═══ Dataset excerpts

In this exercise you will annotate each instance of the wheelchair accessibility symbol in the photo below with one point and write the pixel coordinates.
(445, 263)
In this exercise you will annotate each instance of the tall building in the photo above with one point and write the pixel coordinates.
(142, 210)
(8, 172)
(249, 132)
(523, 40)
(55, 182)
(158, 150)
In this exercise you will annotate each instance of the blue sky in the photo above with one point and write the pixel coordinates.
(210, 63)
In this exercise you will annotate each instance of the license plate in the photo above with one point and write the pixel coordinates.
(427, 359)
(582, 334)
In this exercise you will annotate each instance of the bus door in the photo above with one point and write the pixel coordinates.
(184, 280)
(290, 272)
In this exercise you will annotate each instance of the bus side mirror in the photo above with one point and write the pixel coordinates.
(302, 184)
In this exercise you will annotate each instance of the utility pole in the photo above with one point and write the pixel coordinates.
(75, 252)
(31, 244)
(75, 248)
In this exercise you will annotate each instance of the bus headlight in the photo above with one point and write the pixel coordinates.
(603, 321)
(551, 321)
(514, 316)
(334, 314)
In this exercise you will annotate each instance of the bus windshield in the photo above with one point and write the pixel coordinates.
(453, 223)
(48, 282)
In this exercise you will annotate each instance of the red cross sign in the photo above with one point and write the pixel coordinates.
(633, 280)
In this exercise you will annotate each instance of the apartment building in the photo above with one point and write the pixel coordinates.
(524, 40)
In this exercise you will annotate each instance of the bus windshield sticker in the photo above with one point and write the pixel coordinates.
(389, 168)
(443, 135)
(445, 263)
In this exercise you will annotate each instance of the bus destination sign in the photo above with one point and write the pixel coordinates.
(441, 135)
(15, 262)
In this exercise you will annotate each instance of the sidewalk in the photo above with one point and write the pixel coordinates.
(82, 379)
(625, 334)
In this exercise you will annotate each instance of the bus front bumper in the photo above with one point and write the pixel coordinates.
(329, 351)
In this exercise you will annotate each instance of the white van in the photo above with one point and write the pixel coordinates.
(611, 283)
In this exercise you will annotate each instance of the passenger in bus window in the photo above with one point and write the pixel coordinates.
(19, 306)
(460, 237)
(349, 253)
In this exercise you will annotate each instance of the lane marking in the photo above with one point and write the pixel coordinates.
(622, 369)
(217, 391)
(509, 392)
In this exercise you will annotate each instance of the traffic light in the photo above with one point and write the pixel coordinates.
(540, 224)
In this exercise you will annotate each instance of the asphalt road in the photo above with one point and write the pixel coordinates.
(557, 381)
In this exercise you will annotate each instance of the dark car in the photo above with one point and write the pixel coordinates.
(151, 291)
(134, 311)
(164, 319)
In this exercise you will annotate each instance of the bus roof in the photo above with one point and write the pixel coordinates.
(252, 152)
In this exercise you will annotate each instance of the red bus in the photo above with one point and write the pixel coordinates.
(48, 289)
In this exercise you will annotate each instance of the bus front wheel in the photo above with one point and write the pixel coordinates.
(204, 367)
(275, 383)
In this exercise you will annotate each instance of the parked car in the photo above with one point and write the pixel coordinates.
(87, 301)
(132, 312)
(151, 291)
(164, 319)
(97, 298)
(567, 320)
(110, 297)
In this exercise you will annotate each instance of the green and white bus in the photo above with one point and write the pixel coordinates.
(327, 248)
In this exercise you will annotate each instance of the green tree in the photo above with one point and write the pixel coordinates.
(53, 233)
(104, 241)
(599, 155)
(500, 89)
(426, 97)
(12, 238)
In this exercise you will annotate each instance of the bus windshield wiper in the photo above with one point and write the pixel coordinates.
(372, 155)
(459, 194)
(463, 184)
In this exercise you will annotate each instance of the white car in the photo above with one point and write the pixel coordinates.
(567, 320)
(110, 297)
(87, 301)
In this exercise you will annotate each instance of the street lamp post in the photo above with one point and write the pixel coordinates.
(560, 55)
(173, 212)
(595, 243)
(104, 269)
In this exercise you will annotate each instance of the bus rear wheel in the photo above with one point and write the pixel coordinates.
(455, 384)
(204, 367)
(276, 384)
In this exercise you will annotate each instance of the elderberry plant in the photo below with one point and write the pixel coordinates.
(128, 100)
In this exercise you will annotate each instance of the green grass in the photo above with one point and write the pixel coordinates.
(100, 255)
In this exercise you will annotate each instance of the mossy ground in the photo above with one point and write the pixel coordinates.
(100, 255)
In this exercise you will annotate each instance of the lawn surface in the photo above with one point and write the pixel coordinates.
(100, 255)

══════

**Exercise prompt**: Repeat all of the records above word for word.

**Exercise solution**:
In this exercise you will annotate each instance of the wheelchair accessibility symbol in the photo below with one point and write the pixel coordinates.
(445, 263)
In this exercise you will annotate each instance of the tall building in the photo above with one point and write the pixel coordinates.
(142, 210)
(8, 172)
(249, 132)
(523, 40)
(55, 182)
(158, 150)
In this exercise you will annotate each instance of the blue sky in the photo above with one point and write the pixel coordinates.
(210, 63)
In this exercise you will annotate each instance of the license plate in the photo above with one point and write the pixel coordinates.
(427, 359)
(582, 334)
In this exercise you will annotate each instance of the bus door in the photo above with one point and write the pixel coordinates.
(184, 280)
(290, 272)
In this exercise you will annotate each instance of the bus side mirror in the photo above with one point and write the pixel coordinates.
(302, 184)
In this exercise you will annotate each instance of the utility pole in the photo above with one point and write the pixel coordinates.
(75, 252)
(31, 244)
(75, 248)
In this exercise you will annotate each instance of the bus headlight in the photo above with one point and write the pixel coordinates.
(603, 321)
(551, 321)
(514, 316)
(334, 314)
In this exercise you will annotate each instance of the bus windshield in the photo above with one point and write the pixel coordinates.
(453, 223)
(48, 282)
In this exercise you will annotate each instance of the red cross sign in the photo above with one point and write the pixel coordinates.
(633, 280)
In this exercise you will annotate each instance of the apartment building in the photo above with one point and write the pixel coordinates.
(524, 40)
In this exercise you will annotate each instance of the bus windshield sticker in the photo above with one point and write the pixel coordinates.
(389, 168)
(443, 135)
(445, 263)
In this exercise you will annotate each instance of the bus destination sign in the photo above with one point and write the pixel coordinates.
(441, 135)
(15, 262)
In this exercise you will annotate each instance of the sidewalk in the photo above with one point and write the pixel coordinates.
(82, 379)
(625, 334)
In this exercise you will annotate each instance of the bus front bumper in the photo above with one point and write the pixel coordinates.
(329, 351)
In this exercise you will annotate each instance of the white van in the photo above with one point and write the pixel coordinates.
(611, 283)
In this exercise you will annotate each instance of the passenger in bus window in the photo above with one point and write the pixel coordinates.
(19, 306)
(460, 237)
(349, 253)
In this exercise you will annotate each instance of the lane marking in the photo above with one point and write the pixel coordinates.
(622, 369)
(217, 391)
(509, 392)
In this exercise you will annotate each instance of the traffic light in the photo above with one point and write the pixel coordinates.
(540, 224)
In this exercise you will annotate each instance of the asphalt road in the photo above with one point and write the pixel coordinates.
(557, 381)
In this exercise you will annotate each instance of the dark car in the photo above with one point and write the pixel coordinates.
(151, 291)
(134, 311)
(164, 319)
In this exercise you will annotate each instance of the bus roof in the photo above with one point and write the pixel coordinates.
(252, 152)
In this exercise you will annotate each instance of the red bus in the photo above with one point and write the pixel coordinates.
(48, 289)
In this exercise you will annotate each instance of the bus front wheel in the photo above with one point and write the pixel coordinates.
(204, 367)
(275, 383)
In this exercise you will annotate each instance of the parked car in the photo above with one point and write the pixel coordinates.
(87, 301)
(132, 312)
(151, 291)
(164, 319)
(97, 298)
(567, 320)
(110, 297)
In this exercise you will annotate each instance of the green and white bus in the photo above with one point and write the pixel coordinates.
(327, 248)
In this exercise you will annotate each instance of the green tree in the photo above with one point and write the pixel coordinates.
(53, 233)
(104, 241)
(599, 155)
(500, 89)
(426, 97)
(12, 238)
In this exercise you will annotate each instance of the bus windshield wiper in the photo above with one point and write the pixel coordinates.
(372, 155)
(459, 194)
(463, 184)
In this exercise you will annotate each instance of the white car in the photo above with one point and write the pixel coordinates.
(567, 320)
(110, 297)
(87, 301)
In this exercise you will annotate each instance of the street lamp post in the photo above with one point and write the pixel coordinates.
(560, 55)
(173, 212)
(595, 243)
(104, 269)
In this exercise you will annotate each instance of the bus rear wheel in the photo above with one point and write the pixel coordinates.
(455, 384)
(204, 367)
(276, 384)
In this exercise you will annotate each instance of the elderberry plant in the photo below with one point and write the pixel coordinates.
(128, 100)
In this exercise you will annotate each instance of the green grass in the photo above with one point and write the pixel coordinates.
(100, 255)
In this exercise you will annotate each instance of the mossy ground in the photo above with one point and write the pixel coordinates.
(100, 255)
In this exercise you will annotate each instance of the lawn surface in the photo above with one point and write the pixel coordinates.
(100, 255)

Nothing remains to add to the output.